Short problem
Give only the lines from the one containing "Might I trouble you for the coordinates of the white pickup" through the end of the material below, exactly as written.

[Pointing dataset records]

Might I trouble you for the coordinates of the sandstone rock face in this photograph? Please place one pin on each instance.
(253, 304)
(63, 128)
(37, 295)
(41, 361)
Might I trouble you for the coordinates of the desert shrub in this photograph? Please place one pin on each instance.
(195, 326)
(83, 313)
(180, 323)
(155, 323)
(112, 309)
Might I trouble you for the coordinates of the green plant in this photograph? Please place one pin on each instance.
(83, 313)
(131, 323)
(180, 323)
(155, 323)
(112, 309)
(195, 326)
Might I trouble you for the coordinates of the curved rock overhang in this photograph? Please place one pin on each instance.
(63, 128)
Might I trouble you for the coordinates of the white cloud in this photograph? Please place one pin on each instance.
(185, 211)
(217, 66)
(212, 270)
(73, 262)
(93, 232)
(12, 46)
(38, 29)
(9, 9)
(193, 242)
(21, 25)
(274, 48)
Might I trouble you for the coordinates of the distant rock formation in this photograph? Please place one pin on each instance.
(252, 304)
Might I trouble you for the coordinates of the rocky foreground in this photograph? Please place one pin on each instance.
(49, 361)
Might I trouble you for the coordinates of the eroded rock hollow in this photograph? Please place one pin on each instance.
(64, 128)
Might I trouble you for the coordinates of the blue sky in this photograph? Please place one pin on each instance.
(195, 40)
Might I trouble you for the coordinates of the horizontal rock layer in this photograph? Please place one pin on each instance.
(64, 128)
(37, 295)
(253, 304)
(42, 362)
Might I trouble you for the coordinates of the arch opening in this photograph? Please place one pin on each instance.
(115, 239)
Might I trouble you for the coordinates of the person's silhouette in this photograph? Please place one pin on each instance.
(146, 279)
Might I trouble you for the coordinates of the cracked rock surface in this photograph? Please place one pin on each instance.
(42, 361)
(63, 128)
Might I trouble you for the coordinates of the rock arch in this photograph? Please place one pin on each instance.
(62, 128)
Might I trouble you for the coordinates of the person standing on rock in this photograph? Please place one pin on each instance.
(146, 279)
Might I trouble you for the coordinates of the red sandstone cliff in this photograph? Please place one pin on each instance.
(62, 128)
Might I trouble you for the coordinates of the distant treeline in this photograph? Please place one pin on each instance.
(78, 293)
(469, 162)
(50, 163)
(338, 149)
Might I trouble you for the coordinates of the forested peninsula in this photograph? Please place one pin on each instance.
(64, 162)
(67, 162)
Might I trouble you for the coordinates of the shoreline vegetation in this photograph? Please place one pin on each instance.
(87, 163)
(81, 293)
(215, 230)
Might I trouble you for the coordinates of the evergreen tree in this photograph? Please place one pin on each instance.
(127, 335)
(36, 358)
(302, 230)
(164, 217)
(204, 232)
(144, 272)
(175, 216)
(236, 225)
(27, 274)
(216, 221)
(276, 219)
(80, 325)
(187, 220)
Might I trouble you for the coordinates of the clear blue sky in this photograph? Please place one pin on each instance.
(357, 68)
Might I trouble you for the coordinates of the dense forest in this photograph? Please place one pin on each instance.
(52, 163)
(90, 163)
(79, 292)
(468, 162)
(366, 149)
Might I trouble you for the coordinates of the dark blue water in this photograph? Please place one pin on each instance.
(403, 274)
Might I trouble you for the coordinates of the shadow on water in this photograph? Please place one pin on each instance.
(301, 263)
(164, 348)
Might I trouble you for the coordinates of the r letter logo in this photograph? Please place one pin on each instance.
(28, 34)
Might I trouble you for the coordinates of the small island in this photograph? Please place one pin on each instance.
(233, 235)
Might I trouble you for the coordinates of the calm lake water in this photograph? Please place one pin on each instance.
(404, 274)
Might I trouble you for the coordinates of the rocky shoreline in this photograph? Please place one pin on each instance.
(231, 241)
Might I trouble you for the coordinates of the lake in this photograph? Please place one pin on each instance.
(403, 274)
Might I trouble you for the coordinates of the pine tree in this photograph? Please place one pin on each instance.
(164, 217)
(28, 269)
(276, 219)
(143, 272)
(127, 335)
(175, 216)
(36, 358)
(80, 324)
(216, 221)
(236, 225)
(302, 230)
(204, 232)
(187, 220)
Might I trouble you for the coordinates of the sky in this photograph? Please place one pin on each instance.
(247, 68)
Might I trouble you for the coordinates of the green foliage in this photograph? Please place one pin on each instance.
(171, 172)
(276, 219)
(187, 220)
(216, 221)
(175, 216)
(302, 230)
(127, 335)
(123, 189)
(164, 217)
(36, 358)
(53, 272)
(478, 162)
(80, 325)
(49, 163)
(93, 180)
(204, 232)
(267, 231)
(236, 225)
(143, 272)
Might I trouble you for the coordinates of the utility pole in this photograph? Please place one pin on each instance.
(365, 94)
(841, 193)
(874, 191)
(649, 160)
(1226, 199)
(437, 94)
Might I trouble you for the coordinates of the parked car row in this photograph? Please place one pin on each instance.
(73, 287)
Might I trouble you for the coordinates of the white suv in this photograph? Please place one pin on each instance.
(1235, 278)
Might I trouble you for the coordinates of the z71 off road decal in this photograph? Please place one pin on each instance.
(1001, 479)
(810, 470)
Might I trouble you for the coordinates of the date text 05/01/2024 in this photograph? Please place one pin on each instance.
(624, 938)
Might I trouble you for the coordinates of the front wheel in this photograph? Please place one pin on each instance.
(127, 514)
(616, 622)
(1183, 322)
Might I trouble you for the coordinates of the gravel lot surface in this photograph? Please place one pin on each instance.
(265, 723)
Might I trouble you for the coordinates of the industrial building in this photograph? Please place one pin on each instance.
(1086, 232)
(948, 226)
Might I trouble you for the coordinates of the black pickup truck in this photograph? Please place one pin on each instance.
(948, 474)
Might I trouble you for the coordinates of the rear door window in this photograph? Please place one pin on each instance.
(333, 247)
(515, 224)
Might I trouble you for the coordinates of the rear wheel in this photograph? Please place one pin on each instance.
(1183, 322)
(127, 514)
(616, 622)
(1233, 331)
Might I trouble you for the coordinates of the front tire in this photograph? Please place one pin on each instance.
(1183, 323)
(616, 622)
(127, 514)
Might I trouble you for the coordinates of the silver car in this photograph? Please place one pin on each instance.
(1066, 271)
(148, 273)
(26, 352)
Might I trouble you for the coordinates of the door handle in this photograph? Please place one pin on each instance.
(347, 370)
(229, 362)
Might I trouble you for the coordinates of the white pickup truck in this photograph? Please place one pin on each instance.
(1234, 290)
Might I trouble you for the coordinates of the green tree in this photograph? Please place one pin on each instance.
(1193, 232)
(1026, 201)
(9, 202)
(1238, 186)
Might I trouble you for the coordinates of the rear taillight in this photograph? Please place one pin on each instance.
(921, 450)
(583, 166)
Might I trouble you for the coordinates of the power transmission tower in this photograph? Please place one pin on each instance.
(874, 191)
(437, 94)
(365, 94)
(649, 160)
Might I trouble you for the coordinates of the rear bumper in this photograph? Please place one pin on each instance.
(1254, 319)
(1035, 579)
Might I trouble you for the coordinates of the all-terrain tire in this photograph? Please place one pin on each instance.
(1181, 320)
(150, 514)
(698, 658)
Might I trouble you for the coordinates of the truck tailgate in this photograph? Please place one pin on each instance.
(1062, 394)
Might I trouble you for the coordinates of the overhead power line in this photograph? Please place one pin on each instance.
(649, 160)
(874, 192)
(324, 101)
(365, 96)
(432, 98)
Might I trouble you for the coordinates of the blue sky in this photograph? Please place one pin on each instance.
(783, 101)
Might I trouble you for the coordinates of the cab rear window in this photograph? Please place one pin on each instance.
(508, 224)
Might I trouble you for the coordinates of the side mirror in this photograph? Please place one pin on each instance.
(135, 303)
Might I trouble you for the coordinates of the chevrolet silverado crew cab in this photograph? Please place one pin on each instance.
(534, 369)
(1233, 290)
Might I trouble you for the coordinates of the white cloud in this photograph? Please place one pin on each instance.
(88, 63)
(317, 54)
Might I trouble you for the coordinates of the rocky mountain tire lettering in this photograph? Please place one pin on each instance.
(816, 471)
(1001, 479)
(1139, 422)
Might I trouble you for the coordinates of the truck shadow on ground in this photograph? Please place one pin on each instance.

Response
Might I trouble you for the coordinates of the white pickup truck in this photograph? Please place one pin on each instance.
(1234, 290)
Might I trouble you for the coordinates of the green tree in this photograph? Please place one pin on each instance.
(1193, 232)
(1026, 201)
(9, 202)
(1238, 186)
Might I trouble you for the coordinates of the rear taillight in this photograph? Please place one pin on each instance.
(921, 450)
(583, 166)
Might I trouble you for the coordinates of the power transmission tower in this photograph? Please place one pin on each instance.
(874, 191)
(437, 94)
(365, 94)
(649, 160)
Might I trouble you for the coordinates of the rear bumper in this photograph? Please place one pin on each instance.
(1254, 319)
(1035, 579)
Might I trouble you for the coordinates of the all-terrain tire in this photograph? Please place one pin on each instance.
(1181, 320)
(150, 514)
(698, 658)
Might I trouble you for the coordinates of the truck tailgate in this photograph? Please place one pin on each instance.
(1062, 394)
Might I trouble you for the coordinates of the overhead power line in this photograph? Please place one pin on each instance.
(649, 160)
(874, 192)
(324, 101)
(365, 96)
(432, 98)
Might I trouble you for the coordinates of the blue sky in this photograph? Please place one pin on each instance.
(783, 101)
Might I trouble you for the coordinates of the cab rear window in this photograph? Please place one pin on each instance.
(508, 224)
Might I trouble you for the coordinates of the side mirror in this photograph? Please place one pin on each instance.
(135, 303)
Might I trouble you for the coordinates of the chevrolet silverado crew cab in this photograph? Please place one pin on each instance.
(534, 369)
(1233, 290)
Might I trouble you for the coordinates of the white cloud in this photograph? Please place one pin on each instance.
(88, 63)
(317, 54)
Might I trouble you for the coordinates of the rocky mountain tire lettering in this photograph? Please place one pin on each instance.
(816, 471)
(1001, 479)
(1139, 422)
Might I trouble you for the coordinates of the truck shadow on ground in this photograph? Please place one pin on each instance.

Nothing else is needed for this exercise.